> [Fragmento proporcionado]

▼

Porque era demasiado dependiente en lo emocional para emprender tal aventura (dice él, y lo verbaliza en pasado para hacerse las ilusiones de que ya no lo es, de que ha aprendido a estar solo).

Porque estoy lo suficientemente echadito a perder para no poder sobrevivir sin habitación sencilla, agua corriente y caliente y, seamos francos, room service (cuando este Julius creció no devino plagiario; apenas esclavo que trabaja 12 horas diarias para costearse algo que intenta remedar el tren de vida de su infancia).

Pero, sobre todo, porque siempre he estado dispuesto a lo que sea (incluso a pasar mi primera juventud en casa, bajo la mirada sobreprotectora de mi familia) con tal de no poseer, de no portar, de no lucir, de no blandir un backpack.
Veo ahora a los backpackers, falsas tortugas carrollianas que llevan a cuestas su pesada e impenetrable y rugosa casa (y los veo mucho; donde antes era viajero frecuente de Air France ahora lo soy de Volaris; me temo que ya no soy Julius), y me producen lo mismo que hace 20 años: una mezcla de compasión, horror e ira.

Compasión porque no es ésa manera de ir por la vida (y menos por el mundo), ya que pasear implica sentirse y saberse libre y ligero, cultivar ese paso que los ingleses denominan jaunty, una mano en el bolsillo, el periódico y un libro en la otra, un cigarrillo (una Gauloise, un Lucky Strike) colgando de los labios (dicho de otro modo, si a algo aspiro al viajar es a no llevar mi casa a cuestas).

Horror porque el espectáculo es feo, porque el peso del armatoste obliga a quien lo carga a encorvar la espalda, porque redunda en un paso lento y arrastrado, porque impide cualquier suerte de elegancia vestimentaria, tendiente como es a arrugar cualquier prenda de factura sartorial.

En cuanto a lo de la ira, es más complejo.

▲

> [Tareas pendientes]
a – Según el fragmento sobre los mochileros, ¿qué mezcla de sentimientos producen hoy los backpackers, igual que hace 20 años?
b – Continúa el fragmento sobre los mochileros a partir de su última oración.
Los registros no hacen falta para resolver nada.

> [Material proporcionado]
▼

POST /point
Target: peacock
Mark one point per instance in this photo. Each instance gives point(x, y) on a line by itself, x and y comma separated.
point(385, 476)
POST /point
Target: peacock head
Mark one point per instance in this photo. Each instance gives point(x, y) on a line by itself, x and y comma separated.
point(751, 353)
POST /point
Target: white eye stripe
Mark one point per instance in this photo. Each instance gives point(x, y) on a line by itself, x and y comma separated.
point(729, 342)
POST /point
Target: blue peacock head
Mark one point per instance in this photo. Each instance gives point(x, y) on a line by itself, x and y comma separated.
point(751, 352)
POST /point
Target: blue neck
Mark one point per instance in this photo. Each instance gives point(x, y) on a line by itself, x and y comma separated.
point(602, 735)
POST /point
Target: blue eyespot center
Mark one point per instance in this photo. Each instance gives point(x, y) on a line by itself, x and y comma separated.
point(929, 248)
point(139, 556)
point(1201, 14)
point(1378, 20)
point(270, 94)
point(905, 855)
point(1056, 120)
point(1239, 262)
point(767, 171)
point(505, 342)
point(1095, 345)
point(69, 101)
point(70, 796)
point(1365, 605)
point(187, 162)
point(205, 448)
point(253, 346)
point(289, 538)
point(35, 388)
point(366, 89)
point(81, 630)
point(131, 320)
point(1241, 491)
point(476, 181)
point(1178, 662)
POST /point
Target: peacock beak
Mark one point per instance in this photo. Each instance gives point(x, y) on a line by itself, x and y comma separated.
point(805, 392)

▲

> [Respuestas del ejercicio]
a – Una mezcla de compasión, horror e ira.

b –
Siempre fui un usuario esporádico del Metro pero de un tiempo a la fecha me he vuelto un usuario frecuente (yo no fui Julius pero, sobre todo, esto no es la Lima de Bryce, y ni siquiera la región más transparente de Fuentes): así, en la mayoría de los casos, es lo que mejor me funciona para transportarme.

Aunque trato de no utilizarlo en hora pico -camino mucho, y conservo un automóvil- a veces mi ruta o mis horarios me obligan a hacerlo. Cuando eso sucede, me expongo, como todos, a los empujones, al hacinamiento, al ruido de los merolicos cuya prédica no logra ser ahogada del todo por ese Miles Davis con que procuro aislarme merced a los audífonos.

Nada de eso, sin embargo, me irrita tanto como la proliferación en su interior de personas provistas de backpacks.
Me explico: el Metro sufre de falta de espacio.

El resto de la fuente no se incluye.